→ Work instructions
Please copy the records starting at the line that contains "target | wooden sled" and ending at the last line of the records, both included, and offset every answer coordinate by adding 72 to it. Leave all other lines unchanged.

START

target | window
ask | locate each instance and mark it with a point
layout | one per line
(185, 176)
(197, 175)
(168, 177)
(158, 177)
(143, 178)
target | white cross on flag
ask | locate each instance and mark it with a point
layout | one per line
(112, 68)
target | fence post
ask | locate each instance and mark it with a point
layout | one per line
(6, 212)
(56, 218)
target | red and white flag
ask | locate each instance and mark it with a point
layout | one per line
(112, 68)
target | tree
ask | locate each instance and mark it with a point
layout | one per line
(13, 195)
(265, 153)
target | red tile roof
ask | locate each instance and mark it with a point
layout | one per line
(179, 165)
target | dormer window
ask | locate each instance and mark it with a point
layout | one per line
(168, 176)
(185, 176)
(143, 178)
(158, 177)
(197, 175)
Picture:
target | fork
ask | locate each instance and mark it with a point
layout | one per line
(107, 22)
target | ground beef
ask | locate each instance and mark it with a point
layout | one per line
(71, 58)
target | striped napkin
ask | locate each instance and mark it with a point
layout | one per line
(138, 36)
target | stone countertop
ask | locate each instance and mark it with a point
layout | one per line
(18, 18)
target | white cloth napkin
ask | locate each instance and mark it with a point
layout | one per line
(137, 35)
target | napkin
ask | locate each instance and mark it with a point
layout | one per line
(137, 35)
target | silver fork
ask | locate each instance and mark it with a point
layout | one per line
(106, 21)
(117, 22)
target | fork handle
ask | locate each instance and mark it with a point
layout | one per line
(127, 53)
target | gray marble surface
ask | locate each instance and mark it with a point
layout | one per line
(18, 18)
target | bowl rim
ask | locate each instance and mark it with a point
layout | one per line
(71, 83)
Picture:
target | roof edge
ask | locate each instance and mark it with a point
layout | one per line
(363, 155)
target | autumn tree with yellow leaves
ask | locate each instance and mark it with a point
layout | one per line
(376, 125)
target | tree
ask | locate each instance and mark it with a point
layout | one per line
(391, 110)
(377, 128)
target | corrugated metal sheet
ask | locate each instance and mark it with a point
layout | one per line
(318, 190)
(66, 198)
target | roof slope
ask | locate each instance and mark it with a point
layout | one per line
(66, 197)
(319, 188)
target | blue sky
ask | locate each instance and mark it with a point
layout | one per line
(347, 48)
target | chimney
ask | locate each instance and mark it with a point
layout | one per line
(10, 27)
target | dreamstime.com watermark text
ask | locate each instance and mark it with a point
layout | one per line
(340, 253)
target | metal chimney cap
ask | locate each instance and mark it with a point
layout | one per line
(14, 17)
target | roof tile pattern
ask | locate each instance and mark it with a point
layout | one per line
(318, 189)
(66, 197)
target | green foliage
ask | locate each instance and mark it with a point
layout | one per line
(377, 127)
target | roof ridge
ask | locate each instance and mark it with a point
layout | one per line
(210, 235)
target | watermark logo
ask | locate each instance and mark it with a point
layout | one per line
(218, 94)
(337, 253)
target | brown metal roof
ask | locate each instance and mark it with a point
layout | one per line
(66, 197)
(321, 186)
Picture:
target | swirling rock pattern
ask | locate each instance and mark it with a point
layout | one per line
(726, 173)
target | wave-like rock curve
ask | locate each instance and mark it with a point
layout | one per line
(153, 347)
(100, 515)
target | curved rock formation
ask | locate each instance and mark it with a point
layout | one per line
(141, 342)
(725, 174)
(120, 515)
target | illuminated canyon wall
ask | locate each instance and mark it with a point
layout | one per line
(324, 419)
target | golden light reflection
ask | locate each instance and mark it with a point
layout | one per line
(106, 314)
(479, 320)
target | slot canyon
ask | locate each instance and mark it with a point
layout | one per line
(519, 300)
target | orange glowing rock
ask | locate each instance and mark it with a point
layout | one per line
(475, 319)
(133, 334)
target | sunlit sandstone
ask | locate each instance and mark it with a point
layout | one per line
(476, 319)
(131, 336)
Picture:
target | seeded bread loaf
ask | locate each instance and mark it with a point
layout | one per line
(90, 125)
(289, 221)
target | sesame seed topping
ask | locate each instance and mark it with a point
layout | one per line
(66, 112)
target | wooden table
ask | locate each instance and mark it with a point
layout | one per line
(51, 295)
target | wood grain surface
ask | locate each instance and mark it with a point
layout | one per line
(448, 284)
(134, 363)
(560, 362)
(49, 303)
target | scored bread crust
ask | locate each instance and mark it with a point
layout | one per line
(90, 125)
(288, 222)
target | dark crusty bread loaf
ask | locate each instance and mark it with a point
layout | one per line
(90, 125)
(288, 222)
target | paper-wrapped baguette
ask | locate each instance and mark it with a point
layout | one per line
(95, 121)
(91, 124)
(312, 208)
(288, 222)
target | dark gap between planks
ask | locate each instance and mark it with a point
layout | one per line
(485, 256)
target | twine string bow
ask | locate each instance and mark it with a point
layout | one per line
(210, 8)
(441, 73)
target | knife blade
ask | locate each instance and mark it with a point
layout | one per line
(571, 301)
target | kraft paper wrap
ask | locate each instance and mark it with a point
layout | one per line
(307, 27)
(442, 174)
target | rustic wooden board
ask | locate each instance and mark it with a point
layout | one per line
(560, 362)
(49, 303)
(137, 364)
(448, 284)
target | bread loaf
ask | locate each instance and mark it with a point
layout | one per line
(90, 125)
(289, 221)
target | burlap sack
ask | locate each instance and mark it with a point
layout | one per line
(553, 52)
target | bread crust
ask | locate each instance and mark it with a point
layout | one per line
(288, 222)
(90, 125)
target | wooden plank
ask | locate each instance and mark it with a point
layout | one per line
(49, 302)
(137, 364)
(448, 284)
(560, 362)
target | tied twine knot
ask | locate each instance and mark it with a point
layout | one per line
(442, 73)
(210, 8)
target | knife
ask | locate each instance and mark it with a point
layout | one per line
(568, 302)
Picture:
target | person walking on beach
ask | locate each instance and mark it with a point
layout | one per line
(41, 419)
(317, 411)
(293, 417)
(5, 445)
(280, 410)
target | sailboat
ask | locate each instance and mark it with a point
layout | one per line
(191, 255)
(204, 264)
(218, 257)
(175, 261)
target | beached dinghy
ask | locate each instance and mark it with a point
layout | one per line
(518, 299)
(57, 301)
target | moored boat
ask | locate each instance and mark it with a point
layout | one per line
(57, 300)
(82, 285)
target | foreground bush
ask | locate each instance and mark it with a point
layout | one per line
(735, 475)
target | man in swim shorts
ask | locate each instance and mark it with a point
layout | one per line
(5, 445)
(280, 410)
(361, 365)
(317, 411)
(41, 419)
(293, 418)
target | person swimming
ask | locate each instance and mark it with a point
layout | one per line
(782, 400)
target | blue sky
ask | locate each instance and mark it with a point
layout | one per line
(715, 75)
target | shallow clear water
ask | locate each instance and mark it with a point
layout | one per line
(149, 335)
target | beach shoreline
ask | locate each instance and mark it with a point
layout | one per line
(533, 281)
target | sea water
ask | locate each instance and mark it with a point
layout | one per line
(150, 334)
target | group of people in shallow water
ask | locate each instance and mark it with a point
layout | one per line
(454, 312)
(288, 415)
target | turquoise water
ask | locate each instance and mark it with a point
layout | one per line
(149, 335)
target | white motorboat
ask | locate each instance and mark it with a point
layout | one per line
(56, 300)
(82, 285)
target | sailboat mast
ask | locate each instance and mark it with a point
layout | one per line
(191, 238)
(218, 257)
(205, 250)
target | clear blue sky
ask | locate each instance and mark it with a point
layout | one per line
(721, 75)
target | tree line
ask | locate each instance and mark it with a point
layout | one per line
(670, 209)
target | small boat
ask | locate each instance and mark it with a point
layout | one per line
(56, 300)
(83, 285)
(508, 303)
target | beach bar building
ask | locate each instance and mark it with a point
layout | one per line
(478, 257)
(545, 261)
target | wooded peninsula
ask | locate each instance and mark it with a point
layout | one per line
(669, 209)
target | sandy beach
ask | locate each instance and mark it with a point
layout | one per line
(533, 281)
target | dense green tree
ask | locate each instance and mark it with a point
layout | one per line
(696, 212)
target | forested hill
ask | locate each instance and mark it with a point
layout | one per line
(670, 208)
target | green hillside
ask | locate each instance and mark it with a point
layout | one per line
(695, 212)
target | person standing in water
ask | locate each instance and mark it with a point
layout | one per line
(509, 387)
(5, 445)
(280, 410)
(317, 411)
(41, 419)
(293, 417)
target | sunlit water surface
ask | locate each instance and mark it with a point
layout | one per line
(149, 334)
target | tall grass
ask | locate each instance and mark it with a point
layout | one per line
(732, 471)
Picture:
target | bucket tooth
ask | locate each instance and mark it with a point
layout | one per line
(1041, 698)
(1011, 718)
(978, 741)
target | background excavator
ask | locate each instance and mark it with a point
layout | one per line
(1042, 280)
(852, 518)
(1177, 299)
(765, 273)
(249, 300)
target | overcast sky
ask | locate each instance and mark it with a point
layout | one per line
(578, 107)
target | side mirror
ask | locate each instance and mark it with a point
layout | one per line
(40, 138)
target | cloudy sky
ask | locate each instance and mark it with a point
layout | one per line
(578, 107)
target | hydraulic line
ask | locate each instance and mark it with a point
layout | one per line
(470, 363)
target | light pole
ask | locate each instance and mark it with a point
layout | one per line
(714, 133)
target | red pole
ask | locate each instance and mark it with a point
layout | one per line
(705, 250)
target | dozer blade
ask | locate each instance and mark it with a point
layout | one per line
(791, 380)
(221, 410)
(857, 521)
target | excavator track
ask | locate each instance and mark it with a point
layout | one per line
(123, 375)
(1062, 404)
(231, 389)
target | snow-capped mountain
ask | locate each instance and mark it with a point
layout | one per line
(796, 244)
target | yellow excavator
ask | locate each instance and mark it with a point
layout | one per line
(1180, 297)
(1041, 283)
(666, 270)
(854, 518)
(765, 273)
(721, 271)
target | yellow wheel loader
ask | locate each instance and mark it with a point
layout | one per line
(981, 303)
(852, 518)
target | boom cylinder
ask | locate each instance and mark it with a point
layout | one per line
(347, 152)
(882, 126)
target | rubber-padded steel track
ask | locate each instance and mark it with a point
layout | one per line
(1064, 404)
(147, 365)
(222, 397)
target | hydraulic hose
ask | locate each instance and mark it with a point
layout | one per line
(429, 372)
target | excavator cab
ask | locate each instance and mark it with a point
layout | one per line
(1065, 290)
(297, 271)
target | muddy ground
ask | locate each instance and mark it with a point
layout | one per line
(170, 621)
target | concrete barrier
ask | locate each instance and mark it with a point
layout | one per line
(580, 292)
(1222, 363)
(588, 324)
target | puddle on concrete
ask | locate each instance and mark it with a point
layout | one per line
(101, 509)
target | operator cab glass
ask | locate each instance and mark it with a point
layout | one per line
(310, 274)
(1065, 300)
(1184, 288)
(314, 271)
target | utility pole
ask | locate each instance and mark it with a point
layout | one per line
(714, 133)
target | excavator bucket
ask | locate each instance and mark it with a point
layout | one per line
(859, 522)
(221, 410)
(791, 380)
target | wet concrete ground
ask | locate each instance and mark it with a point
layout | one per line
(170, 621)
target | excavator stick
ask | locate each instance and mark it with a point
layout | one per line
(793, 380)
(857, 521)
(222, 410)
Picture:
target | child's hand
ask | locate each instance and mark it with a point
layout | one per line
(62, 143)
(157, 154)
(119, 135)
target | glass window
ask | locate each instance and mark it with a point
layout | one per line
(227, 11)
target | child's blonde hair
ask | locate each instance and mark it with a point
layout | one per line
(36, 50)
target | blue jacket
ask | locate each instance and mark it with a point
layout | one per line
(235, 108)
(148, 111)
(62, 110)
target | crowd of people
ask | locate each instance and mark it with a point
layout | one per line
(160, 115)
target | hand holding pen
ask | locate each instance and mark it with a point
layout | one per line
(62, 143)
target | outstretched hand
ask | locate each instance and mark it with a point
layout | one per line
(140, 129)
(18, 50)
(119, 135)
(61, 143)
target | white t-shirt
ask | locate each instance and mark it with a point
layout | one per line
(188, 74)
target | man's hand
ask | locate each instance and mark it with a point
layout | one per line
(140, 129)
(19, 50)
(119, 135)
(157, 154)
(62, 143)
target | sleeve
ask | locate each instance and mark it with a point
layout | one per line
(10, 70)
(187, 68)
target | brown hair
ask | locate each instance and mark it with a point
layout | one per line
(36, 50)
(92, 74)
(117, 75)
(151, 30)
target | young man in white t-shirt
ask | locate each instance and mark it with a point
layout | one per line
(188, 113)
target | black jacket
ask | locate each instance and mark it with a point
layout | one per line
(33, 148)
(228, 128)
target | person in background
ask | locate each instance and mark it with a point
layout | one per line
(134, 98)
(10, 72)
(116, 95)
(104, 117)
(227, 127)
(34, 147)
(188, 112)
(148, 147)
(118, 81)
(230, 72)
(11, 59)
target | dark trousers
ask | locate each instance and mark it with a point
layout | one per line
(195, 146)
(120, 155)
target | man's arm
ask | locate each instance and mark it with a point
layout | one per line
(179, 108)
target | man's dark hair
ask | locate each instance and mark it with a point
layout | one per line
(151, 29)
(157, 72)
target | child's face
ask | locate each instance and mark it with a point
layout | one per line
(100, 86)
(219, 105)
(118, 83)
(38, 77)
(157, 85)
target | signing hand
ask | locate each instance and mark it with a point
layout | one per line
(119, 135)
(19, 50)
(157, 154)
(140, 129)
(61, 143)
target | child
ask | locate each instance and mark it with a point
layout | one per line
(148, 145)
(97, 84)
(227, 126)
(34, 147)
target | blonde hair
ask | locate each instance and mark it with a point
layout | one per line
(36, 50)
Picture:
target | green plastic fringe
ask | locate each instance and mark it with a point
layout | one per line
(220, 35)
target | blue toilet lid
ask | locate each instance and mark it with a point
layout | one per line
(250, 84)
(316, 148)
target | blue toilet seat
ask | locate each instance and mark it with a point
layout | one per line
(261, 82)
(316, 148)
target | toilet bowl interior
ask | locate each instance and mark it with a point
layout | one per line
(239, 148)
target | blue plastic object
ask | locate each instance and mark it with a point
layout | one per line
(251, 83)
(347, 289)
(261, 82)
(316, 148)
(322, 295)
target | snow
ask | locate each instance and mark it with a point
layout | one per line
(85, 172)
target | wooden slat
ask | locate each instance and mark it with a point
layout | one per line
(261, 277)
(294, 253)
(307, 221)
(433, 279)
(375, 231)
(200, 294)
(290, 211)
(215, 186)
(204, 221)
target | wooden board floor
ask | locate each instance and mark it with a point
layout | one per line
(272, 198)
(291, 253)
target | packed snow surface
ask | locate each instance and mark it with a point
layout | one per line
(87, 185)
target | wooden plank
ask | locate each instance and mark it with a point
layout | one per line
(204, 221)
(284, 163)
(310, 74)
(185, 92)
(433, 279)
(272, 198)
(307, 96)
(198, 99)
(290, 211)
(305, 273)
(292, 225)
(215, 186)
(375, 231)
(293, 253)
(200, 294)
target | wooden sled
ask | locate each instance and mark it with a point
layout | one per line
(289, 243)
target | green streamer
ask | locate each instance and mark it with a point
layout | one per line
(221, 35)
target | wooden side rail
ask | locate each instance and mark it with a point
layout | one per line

END

→ Result of the task
target | wooden sled
ask | locate each instance and mark it with a point
layout | one per line
(361, 315)
target | green streamer
ask | locate each instance and mark it with a point
layout | one per line
(293, 107)
target | wooden side rail
ask | locate each instance and mark it with a point
layout | one per line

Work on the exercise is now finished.